TASK DIRECTIONS —
Omit the pictures, please, and give each record below again exactly.

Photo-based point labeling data
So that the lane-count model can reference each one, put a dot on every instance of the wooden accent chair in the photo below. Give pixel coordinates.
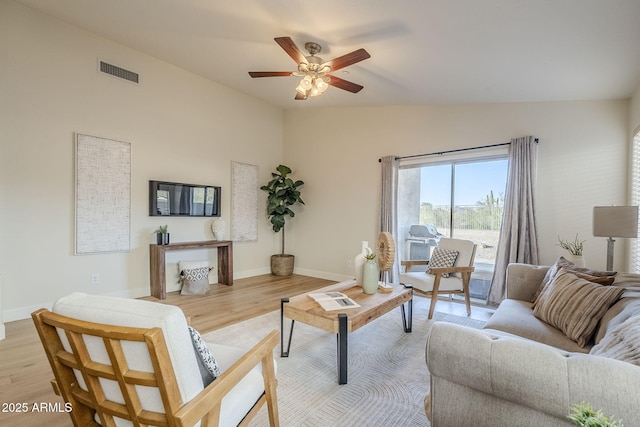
(121, 361)
(431, 281)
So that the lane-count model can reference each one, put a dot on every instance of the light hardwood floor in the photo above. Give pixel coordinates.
(25, 374)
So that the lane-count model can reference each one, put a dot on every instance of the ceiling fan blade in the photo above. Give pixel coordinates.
(255, 74)
(292, 50)
(345, 84)
(348, 59)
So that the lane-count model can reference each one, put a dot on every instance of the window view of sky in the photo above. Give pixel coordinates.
(474, 181)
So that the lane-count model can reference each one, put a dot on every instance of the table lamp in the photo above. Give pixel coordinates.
(614, 221)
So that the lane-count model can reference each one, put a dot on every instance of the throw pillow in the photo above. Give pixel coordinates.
(207, 364)
(575, 305)
(621, 343)
(442, 258)
(596, 276)
(195, 281)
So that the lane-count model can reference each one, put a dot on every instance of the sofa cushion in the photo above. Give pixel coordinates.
(516, 317)
(575, 305)
(622, 342)
(616, 315)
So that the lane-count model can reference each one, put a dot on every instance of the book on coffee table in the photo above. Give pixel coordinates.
(333, 300)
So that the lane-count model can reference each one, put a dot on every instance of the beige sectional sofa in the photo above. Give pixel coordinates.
(521, 371)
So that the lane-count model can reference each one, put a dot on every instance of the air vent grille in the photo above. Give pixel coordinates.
(119, 72)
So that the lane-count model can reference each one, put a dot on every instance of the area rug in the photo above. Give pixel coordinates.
(387, 375)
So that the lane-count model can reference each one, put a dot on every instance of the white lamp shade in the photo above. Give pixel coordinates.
(615, 221)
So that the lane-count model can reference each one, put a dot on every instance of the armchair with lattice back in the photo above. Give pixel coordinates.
(121, 361)
(437, 276)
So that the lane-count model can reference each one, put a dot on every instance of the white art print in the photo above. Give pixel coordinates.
(103, 195)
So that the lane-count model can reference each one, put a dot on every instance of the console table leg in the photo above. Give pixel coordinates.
(342, 348)
(282, 352)
(407, 321)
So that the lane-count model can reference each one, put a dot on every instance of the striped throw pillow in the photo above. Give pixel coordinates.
(442, 258)
(575, 305)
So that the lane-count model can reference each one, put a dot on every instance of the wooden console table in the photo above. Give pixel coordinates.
(157, 262)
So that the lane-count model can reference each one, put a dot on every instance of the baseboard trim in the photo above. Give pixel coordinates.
(323, 274)
(21, 313)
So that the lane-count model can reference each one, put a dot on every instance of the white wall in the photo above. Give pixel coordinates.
(181, 128)
(581, 163)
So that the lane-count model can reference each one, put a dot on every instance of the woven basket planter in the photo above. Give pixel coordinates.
(282, 265)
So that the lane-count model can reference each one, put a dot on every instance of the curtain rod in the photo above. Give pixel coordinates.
(439, 153)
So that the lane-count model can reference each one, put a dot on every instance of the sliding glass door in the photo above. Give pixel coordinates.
(458, 198)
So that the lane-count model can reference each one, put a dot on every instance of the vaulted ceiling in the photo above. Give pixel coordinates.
(422, 52)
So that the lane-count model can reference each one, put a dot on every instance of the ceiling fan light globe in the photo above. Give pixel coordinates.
(306, 82)
(321, 85)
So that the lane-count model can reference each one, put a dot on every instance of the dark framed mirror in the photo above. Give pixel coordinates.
(179, 199)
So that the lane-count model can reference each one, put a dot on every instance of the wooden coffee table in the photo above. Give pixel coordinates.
(304, 309)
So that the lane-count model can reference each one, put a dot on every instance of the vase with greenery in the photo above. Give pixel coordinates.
(575, 249)
(584, 415)
(282, 193)
(162, 235)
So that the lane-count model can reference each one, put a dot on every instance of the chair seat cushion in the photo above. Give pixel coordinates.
(424, 282)
(243, 396)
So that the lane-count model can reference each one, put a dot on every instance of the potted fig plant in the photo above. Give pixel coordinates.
(282, 193)
(575, 249)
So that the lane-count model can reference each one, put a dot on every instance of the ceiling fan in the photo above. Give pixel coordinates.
(315, 72)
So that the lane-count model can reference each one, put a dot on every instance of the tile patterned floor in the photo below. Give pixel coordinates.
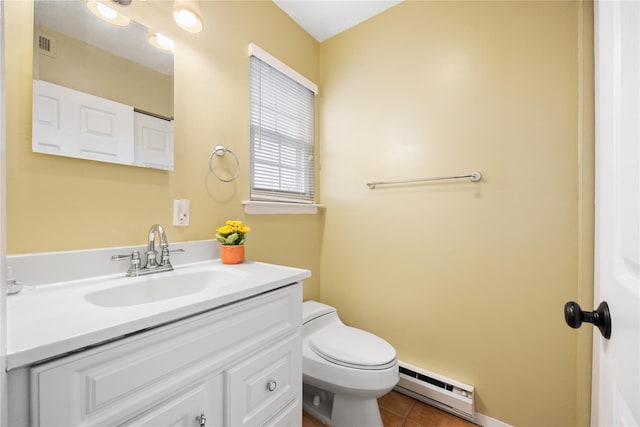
(398, 410)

WRITTEN SOLUTION —
So that the lane-count model can reference each one, put a dot on every instance of the wooden accent chair in the photo below. Give pixel coordinates.
(121, 361)
(431, 281)
So that the lane-count model can reference each one, put a dot on every instance of the light hardwood floor in the photo above. Give pixel coordinates.
(25, 374)
So that the lane-count model can reference each one, put a dot on every instance of the ceiling fan blade in the photo above. Give pixel coordinates.
(255, 74)
(292, 50)
(345, 84)
(348, 59)
So that the lane-count model can reference each one, put a dot on every instance of the window view of sky in the photo above. Give pixel coordinates.
(474, 181)
So that the lane-count model can reference each one, put a dot on every instance of the table lamp in the photo above. Give pixel coordinates.
(614, 221)
So that the lane-count model can reference each one, put a dot on every instance of the throw pillow in the photo above. Give pixel coordinates.
(207, 364)
(575, 305)
(621, 343)
(442, 258)
(596, 276)
(195, 281)
So that the lane-count model can reference each one, put a dot on every instance of the sofa cushion in the photo above. Give pixel coordinates.
(516, 317)
(575, 305)
(622, 342)
(616, 315)
So that the lane-count model can reference each one, put a dot on every instance of the book on coffee table in the photo above. Give pixel coordinates.
(333, 300)
So that the lane-count model can reference each one, put a dot on every instance of the beige sectional sofa in the photo above. Give pixel coordinates.
(521, 371)
So that the lane-count model can reference each one, put a dot on every instance of the air vent grille in the photo above. Give pixel coordinates.
(119, 72)
So that the lane-count model can reference each one, put a dot on every instance of the area rug in the photo above. Give pixel coordinates.
(387, 375)
So that the lane-count model can reference each one, put a dot on every instance of the white lamp shade in the photo above. Give pixel coordinates.
(615, 221)
So that the lane-count model can reference each one, put a dot on every instance of the armchair with lattice back in the photo above. Give pixel coordinates.
(121, 361)
(437, 276)
So that the lane-count model can reference each one, put a dot on every instance of the white art print in the photo above. Give pixel coordinates.
(103, 195)
So that the lane-count model can reference each one, put a dot on every instance of the console table leg in the photo above. Give pixel coordinates.
(342, 348)
(282, 352)
(407, 321)
So that the lane-count model can reference each one, put a dot on every instance of the striped throw pillow in the photo above. Give pixel coordinates.
(442, 258)
(575, 305)
So that the lane-count model can reference each one, put a dot on every instance of the wooden console table in the photo above. Give pixel coordinates.
(157, 262)
So that the lane-count model can reference each one, put a dot on every instance of the baseboard trim in the photo above. Give pixel coordinates.
(323, 274)
(21, 313)
So that the lane-count model can reference each one, put a dot on every instance of the white wall in the photo above. Give pixel coordinates.
(181, 128)
(581, 163)
So that the lane-count model can reference each one, put a dot on every instance of the woven basket planter in the photo above. Give pixel coordinates.
(282, 265)
So that the lane-count model can reference each one, put a dot on every instance of the curtain rod in the photo above. Give pixel coordinates.
(439, 153)
So that the lane-count model can reference each one, put a dot on every instance of the sliding glass door in the photo above. Give pixel coordinates.
(458, 198)
So that the lane-count model can reference each one, put a dot on every instance of the vaulted ceiling in the photo above. Give pixel coordinates.
(422, 52)
So that the lane-count model can reference each one, put a dot on every instance of the ceiling fan light globe in the photo above. Give pixel coordinates.
(306, 82)
(321, 85)
So that the lane-count model can reference each one, put a dot on every instance of the dark framed mirror in the photo above. Give pixel coordinates.
(179, 199)
So that the lane-count model can reference each one, put a dot on every instance of the wooden coffee table in the photo above. Give pixel coordinates.
(304, 309)
So that the lane-count model can reference each one, put a dot on every instance of the vase with greenery in the photo above. Give pixel coordinates.
(575, 249)
(584, 415)
(282, 193)
(162, 235)
So that the lane-count model can reference each one, put a dot on every instance of the chair seat cushion in the photo above. Give pixel coordinates.
(424, 282)
(243, 396)
So that the lane-count model can reference each one, put a dot on every instance of the potted fig plant in the photo above. Give pixel coordinates.
(282, 193)
(575, 249)
So that the lane-count model can reference each one, put a dot on every instance of the ceiling fan in the photo above. Give pixel coordinates.
(315, 72)
So that the lane-count model can reference each one, put a dot on every instance of the tile patterned floor in the photo below. Give pixel coordinates.
(398, 410)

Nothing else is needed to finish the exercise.